The least funny man on earth is Bill Maher. He once had a show called “Politically Incorrect.” I watched it one night because local novelist Dean Koontz was on it. Maher was not funny, but he was the epitome of political correctness. The last thing he was, was “politically incorrect.”
A friend of mine recently lamented going to one of Maher’s comedy “shows” somewhere here in Southern California. “Every other word was the f-word,” my friend said. How can somebody with such a limited vocabulary be funny?
Compare Maher to my favorite, Groucho Marx. “Say the magic word” and he’d have you howling for an hour. When Warner Brothers threatened to sue for copyright infringement because its film “Casablanca” was followed by Groucho’s film “A Night in Casablanca,” Groucho wrote them:
Apparently there is more than one way of conquering a city and holding it as your own. For example, up to the time that we contemplated making this picture, I had no idea that the city of Casablanca belonged exclusively to Warner Brothers. However, it was only a few days after our announcement appeared that we received your long, ominous legal document warning us not to use the name Casablanca. It seems that in 1471, Ferdinand Balboa Warner, your great-great-grandfather, while looking for a shortcut to the city of Burbank, had stumbled on the shores of Africa and, raising his alpenstock (which he later turned in for a hundred shares of common), named it Casablanca. I just don’t understand your attitude. Even if you plan on releasing your picture, I am sure that the average movie fan could learn in time to distinguish between Ingrid Bergman and Harpo. I don’t know whether I could, but I certainly would like to try.
Now that’s funny. Not an f-word among it.
Groucho must have had the future blighted by Maher in mind when Groucho said, “I thought my razor was dull, then I heard his speech.” Or, “I’ve had a perfectly wonderful evening, but this wasn’t it.” Or, “I find television very educational. Every time someone switches it on I go into another room and read a good book.”

▶ **Short exercise 1**: Please duplicate the part of the comedy piece between "The least funny" and "vocabulary be funny?", inclusive.
The comedy piece has no connection to the listing that comes after it.

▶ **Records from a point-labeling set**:
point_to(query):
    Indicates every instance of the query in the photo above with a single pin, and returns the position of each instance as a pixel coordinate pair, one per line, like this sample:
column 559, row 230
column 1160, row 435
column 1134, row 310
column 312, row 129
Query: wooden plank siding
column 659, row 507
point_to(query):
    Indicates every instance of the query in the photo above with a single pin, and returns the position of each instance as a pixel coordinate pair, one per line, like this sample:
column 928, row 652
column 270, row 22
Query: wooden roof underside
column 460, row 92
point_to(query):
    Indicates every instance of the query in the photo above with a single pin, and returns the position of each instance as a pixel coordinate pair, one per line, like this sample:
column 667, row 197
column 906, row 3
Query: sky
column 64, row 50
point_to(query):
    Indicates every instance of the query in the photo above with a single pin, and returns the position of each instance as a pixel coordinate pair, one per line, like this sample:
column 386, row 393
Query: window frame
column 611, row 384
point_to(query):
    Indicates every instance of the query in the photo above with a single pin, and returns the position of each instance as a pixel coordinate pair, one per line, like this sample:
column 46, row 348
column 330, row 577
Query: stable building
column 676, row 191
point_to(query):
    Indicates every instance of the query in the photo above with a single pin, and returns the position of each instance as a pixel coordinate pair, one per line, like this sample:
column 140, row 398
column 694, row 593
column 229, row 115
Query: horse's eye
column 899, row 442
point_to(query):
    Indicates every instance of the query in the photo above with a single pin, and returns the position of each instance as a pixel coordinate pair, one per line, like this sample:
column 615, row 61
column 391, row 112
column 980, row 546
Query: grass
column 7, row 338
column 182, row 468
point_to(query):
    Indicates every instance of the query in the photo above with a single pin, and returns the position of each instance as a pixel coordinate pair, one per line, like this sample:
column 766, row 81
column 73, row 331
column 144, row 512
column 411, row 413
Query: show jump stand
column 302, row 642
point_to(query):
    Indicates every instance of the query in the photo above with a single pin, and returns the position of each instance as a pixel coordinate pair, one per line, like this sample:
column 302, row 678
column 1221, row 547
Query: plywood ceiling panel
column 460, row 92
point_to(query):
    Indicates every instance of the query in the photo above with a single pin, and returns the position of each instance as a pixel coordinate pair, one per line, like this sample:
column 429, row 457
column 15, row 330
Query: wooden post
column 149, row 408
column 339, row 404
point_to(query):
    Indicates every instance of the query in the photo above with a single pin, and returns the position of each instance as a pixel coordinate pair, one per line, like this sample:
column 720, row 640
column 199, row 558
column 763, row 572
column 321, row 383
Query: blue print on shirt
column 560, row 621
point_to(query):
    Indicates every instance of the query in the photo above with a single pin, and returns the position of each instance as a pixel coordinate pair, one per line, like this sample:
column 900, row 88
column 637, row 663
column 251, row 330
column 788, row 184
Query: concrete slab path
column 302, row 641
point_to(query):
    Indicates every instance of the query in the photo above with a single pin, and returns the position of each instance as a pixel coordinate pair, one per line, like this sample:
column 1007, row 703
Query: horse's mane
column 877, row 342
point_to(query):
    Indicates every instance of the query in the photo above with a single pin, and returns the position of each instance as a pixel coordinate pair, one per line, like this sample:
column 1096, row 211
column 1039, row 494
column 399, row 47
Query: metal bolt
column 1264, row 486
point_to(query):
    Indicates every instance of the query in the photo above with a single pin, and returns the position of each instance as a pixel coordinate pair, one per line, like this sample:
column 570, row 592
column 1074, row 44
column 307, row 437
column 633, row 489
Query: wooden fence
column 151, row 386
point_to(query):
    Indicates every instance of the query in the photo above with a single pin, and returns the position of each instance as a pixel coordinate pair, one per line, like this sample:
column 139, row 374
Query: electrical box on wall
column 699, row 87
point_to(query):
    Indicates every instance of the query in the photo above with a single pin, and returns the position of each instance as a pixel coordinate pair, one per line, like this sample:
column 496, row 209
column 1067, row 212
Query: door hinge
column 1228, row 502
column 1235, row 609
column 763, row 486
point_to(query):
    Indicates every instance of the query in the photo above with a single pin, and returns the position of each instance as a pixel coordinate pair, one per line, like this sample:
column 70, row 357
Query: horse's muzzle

▶ **Short exercise 2**: Edit the listing from its first line through the line holding "column 659, row 507", inclusive, changing "single pin" to "single marker" and leaving the rest unchanged. Return only those lines.

▶ **Exercise solution 1**:
The least funny man on earth is Bill Maher. He once had a show called “Politically Incorrect.” I watched it one night because local novelist Dean Koontz was on it. Maher was not funny, but he was the epitome of political correctness. The last thing he was, was “politically incorrect.”
A friend of mine recently lamented going to one of Maher’s comedy “shows” somewhere here in Southern California. “Every other word was the f-word,” my friend said. How can somebody with such a limited vocabulary be funny?

▶ **Exercise solution 2**:
point_to(query):
    Indicates every instance of the query in the photo above with a single marker, and returns the position of each instance as a pixel coordinate pair, one per line, like this sample:
column 559, row 230
column 1160, row 435
column 1134, row 310
column 312, row 129
Query: wooden plank siding
column 659, row 507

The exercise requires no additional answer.